SELECTED EXTRACT:
* * * * * * * * *

# thank you Steve & submarinar



## luv2fish52 (Mar 23, 2009)

i placed an add on here a week or so ago about wanting to go out fishing for FREE.

I was laid off & just cannot afford to do much really at this point & time. any way i went out yesterday w/ Steve Anderson from Lillian Ala. Steve dives and wanted me to come along so i could watch the boat while he dove. I drove over to near NAS Pcola from FWB to meet Steve. weather wasnt great even though he had a very nice 24ft center console craft. i did bring a couple of poleseven though he had a few himself. water was very murky at the libertyship Steve dove on, so with minutes he had surfaced.Steve wanted me to fish more than what his main goal was, diving. also SUBMARINAR---> ED has also offered to take me out with him in the near future weather permitting. 

THANK YOU STEVE ANDERSON for a GREAT TIME!!!!

THANK YOU ED FOR THE FUTURE TRIP!!!!!!

and thank you towhomever will ask me to go out with them!

P.S. I HAVE NEVER BEEN A CHEAPSKATE NOR DO I WANT ANYTHING FOR FREE, JUST A BIT LOW ON CASH TODAY. things will get better that i am sure!!!


----------



## Emerald Ghost (Mar 11, 2008)

A nice gesture, and something for the both of you.


----------



## mpmorr (Oct 3, 2007)

This forum is loaded with great people. The generosity of this group of people never ceases to amaze me.:bowdown


----------



## swander (Dec 1, 2007)

Dave, it was my pleasure! It was great to get to know you. Wish I could have found my shaft (85 bucks) lol. Thanks for the Spanish it was pretty tasty. Let's do it again sometime. Steve


----------



## luv2fish52 (Mar 23, 2009)

Would love to Steve! Again, thank you for a great day on the water!


----------

* * * * * * * * *

MATERIAL SUPPLIED:
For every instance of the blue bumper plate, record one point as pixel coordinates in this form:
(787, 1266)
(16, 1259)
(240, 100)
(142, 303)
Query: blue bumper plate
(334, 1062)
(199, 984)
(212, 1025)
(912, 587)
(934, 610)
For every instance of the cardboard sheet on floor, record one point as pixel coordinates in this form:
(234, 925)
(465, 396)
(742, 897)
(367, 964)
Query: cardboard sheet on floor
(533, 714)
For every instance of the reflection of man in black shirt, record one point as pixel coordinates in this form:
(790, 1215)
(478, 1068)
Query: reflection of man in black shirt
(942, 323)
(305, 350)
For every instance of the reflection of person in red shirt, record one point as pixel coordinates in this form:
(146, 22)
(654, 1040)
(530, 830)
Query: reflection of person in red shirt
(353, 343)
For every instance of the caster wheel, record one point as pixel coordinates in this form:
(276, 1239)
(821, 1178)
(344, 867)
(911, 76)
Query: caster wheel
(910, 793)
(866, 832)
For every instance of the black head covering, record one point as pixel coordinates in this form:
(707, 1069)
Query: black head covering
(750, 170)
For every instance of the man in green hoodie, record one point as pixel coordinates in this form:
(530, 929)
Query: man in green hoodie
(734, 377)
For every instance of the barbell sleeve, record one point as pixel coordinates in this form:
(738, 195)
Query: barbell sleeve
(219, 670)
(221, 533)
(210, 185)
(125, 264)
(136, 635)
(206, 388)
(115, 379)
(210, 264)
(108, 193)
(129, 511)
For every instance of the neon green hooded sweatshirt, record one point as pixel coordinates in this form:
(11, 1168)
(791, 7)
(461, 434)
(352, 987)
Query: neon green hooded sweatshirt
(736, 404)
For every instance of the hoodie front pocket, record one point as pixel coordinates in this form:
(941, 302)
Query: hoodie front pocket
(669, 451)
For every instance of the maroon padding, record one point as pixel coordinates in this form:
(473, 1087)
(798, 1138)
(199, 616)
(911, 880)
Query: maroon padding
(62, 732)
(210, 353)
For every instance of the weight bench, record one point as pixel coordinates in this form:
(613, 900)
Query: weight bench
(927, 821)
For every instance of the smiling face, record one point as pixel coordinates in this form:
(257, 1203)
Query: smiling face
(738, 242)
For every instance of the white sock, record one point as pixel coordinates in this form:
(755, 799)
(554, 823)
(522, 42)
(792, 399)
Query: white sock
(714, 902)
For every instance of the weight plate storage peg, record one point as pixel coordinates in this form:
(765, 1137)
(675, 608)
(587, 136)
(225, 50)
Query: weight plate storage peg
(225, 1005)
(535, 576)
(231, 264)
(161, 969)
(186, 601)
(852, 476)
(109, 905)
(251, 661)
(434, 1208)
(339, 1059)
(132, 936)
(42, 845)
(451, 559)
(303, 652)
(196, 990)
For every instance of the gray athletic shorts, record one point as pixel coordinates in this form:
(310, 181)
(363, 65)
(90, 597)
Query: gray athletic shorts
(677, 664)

* * * * * * * * *

WHAT YOU ARE ASKED TO DO: Switch "libertyship" to "reef" and write out the fishing thread from "I was laid off" up to and including "future weather permitting.". The records have no connection to the fishing thread.

SOLVED EXERCISE:
I was laid off & just cannot afford to do much really at this point & time. any way i went out yesterday w/ Steve Anderson from Lillian Ala. Steve dives and wanted me to come along so i could watch the boat while he dove. I drove over to near NAS Pcola from FWB to meet Steve. weather wasnt great even though he had a very nice 24ft center console craft. i did bring a couple of poleseven though he had a few himself. water was very murky at the reef Steve dove on, so with minutes he had surfaced.Steve wanted me to fish more than what his main goal was, diving. also SUBMARINAR---> ED has also offered to take me out with him in the near future weather permitting.